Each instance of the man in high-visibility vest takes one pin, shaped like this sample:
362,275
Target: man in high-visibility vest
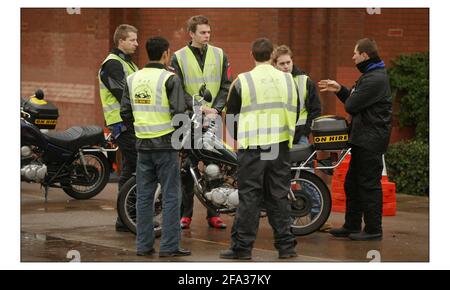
112,78
196,64
311,108
267,103
153,95
308,96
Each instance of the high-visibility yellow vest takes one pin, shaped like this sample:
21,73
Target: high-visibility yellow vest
193,75
150,104
269,107
111,107
302,91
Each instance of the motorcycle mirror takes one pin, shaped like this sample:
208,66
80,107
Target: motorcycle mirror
205,93
39,94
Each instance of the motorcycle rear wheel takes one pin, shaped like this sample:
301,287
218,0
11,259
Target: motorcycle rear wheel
126,207
312,206
86,187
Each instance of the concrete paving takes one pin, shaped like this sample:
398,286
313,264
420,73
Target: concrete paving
50,230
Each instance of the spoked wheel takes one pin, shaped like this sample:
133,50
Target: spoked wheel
126,206
87,185
312,205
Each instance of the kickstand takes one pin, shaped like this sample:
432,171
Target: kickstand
45,190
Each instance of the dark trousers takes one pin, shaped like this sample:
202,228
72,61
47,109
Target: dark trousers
262,183
363,191
187,205
127,145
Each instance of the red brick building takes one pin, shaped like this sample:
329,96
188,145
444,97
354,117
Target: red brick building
61,49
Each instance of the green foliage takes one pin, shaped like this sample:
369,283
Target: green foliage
409,79
408,166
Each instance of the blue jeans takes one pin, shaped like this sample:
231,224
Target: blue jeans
316,203
154,167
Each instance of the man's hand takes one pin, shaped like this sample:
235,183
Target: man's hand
209,112
329,86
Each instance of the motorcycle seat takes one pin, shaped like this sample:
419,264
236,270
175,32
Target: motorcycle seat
300,152
76,137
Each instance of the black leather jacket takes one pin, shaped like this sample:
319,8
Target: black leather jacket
369,103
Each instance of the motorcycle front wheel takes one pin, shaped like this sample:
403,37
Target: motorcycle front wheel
87,185
126,207
312,205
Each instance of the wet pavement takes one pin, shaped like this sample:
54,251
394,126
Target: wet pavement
63,229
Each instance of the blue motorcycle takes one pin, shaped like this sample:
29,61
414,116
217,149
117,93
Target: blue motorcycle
73,160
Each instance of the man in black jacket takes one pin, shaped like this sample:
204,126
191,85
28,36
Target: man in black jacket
369,103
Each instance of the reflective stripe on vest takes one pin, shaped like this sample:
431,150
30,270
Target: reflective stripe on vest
150,104
269,109
302,90
194,77
111,107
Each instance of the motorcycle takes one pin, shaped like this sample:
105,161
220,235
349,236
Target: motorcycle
73,160
214,171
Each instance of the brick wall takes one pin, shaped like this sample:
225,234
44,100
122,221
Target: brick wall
62,52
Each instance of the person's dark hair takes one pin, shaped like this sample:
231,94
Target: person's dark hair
262,49
194,21
155,47
279,51
368,46
122,32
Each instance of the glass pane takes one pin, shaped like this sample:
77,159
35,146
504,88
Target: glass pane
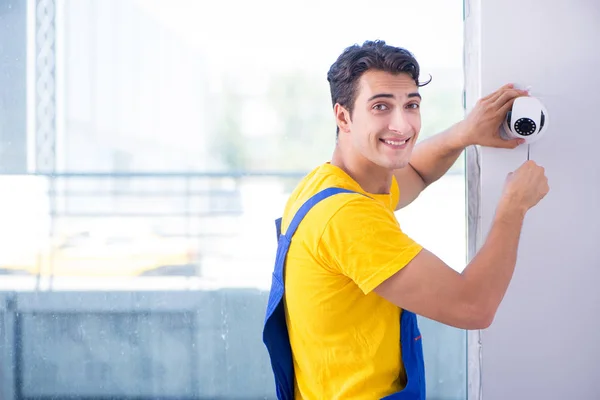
146,148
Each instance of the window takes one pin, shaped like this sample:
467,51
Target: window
163,137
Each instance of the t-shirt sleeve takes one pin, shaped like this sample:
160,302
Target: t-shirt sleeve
364,242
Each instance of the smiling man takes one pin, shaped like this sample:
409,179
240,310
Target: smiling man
348,282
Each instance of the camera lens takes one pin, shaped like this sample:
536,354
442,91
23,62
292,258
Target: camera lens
525,126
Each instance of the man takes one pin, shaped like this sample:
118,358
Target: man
345,325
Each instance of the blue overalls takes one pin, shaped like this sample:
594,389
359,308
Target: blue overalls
275,333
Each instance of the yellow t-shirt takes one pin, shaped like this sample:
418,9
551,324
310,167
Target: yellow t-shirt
345,338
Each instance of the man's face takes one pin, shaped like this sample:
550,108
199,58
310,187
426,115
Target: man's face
386,119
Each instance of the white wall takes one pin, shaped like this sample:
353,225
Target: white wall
544,341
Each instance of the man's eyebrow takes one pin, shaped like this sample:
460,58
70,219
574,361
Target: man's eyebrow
391,96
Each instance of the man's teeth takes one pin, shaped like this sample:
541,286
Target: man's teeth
395,142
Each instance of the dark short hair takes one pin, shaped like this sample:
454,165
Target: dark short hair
344,74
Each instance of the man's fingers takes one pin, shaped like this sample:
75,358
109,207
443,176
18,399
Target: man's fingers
507,96
506,106
510,144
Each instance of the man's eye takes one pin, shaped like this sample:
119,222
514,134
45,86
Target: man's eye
380,107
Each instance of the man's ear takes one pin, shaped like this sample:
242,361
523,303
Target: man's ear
342,118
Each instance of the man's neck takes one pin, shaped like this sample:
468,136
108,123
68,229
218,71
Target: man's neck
372,178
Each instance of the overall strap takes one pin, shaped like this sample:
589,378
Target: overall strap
301,213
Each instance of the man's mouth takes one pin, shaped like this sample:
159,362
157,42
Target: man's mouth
395,143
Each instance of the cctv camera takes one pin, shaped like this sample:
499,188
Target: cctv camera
527,119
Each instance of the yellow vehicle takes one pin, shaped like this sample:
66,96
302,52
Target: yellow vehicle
94,253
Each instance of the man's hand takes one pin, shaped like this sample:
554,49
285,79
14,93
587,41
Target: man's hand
524,188
481,126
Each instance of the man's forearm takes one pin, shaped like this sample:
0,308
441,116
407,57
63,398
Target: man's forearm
490,272
434,156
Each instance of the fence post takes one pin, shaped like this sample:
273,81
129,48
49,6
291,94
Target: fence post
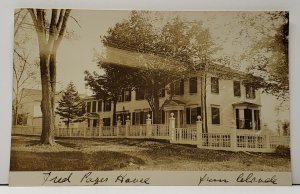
127,126
100,127
199,131
148,126
268,145
84,128
118,125
172,127
233,140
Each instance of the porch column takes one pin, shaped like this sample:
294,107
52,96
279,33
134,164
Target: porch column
118,126
127,126
199,131
233,138
178,118
172,127
91,124
148,126
100,127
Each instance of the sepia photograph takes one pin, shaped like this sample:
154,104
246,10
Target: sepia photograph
158,91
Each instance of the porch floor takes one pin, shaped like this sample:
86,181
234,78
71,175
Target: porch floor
134,154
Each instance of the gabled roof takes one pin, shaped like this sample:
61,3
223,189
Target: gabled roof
244,103
175,103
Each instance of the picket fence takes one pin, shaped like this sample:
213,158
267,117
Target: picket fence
189,135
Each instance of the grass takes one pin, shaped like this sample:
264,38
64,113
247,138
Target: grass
134,154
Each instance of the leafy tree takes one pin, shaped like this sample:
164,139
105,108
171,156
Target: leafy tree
50,33
269,53
109,86
163,56
71,106
25,70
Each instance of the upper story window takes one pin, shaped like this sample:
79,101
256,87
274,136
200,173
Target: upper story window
162,92
94,106
107,105
215,115
100,106
88,107
125,95
250,91
237,88
214,85
193,85
191,115
139,94
178,87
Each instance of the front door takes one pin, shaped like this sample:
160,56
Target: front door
178,115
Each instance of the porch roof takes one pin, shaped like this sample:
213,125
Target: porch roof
92,114
175,103
244,103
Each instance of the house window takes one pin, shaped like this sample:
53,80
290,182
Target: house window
120,97
214,85
107,105
139,94
215,115
250,91
127,95
123,117
162,92
193,85
106,121
257,119
94,106
246,122
248,118
95,122
178,87
88,107
139,118
237,88
100,106
191,115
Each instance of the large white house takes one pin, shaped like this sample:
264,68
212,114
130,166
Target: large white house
230,104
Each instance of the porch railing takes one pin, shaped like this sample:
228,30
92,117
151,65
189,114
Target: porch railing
191,134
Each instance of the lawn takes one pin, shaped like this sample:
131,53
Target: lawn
133,154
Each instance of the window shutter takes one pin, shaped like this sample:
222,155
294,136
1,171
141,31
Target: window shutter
129,99
182,87
141,117
133,118
163,117
188,116
237,117
199,111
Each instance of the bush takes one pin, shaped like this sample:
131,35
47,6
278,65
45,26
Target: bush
282,151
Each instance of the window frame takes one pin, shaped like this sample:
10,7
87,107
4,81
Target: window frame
237,89
193,89
218,116
215,85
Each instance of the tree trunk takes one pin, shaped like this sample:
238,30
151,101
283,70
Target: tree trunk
47,136
156,111
114,120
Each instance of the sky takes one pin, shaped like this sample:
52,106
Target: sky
76,54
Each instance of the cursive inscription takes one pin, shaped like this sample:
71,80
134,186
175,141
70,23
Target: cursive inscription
56,179
251,178
206,178
124,179
90,179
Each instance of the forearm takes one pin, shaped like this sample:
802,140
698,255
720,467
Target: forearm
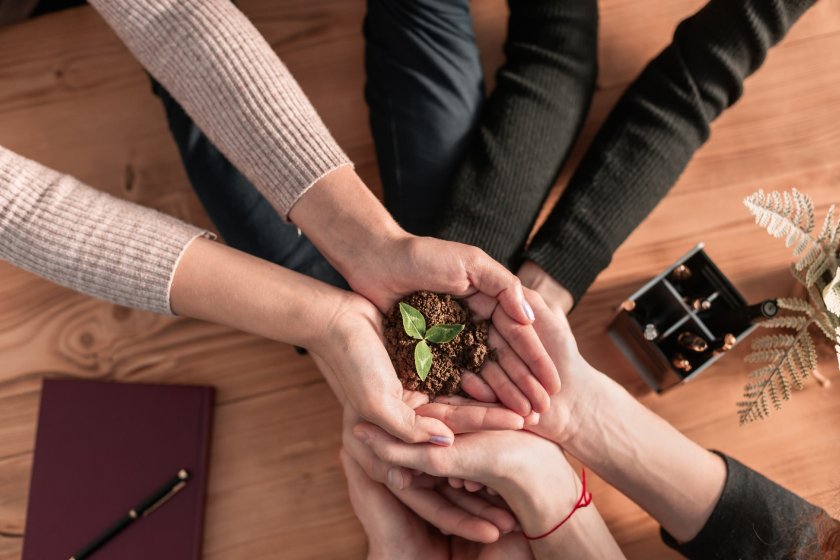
654,131
345,221
540,501
640,454
57,227
222,285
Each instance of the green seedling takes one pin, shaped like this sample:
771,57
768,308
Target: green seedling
415,326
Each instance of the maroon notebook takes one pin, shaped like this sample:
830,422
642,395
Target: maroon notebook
101,449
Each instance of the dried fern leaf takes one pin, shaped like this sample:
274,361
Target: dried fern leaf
795,304
772,341
825,327
789,364
828,226
837,346
806,215
765,356
831,294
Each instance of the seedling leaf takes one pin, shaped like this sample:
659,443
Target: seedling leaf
413,321
441,334
422,359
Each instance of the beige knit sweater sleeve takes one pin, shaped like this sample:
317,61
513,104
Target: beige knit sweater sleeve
227,77
56,227
216,64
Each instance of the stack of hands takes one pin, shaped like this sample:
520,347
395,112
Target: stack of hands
439,477
434,479
504,477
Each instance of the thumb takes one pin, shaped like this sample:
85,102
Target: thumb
400,420
491,278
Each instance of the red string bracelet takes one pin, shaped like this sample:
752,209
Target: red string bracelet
584,500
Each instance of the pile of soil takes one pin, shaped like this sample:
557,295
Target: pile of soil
467,351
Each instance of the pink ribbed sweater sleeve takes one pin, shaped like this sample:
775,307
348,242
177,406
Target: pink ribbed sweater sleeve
218,66
59,228
227,77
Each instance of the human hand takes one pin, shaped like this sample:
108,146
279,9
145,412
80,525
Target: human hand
352,357
390,526
383,263
561,419
452,511
530,473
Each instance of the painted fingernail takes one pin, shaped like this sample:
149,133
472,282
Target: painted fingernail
526,307
362,436
395,479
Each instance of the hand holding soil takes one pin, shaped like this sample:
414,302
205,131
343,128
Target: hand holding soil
431,338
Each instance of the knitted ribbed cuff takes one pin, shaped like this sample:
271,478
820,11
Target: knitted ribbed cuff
56,227
216,64
755,518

WHAT IS ASKED: Reproduce the material from the line containing "Each instance of the hand" through the end of the material, with that opening line and the final line both included.

EXERCISE OUTPUT:
Each instance of the hand holding soil takes one pin, shaped like this sample:
414,302
205,131
343,128
Target: hand holding soil
431,338
Each instance of the knitted ribbed cuff takes one pin, shaped like this sample:
271,478
820,11
Target: knitted ribbed cuff
56,227
216,64
755,518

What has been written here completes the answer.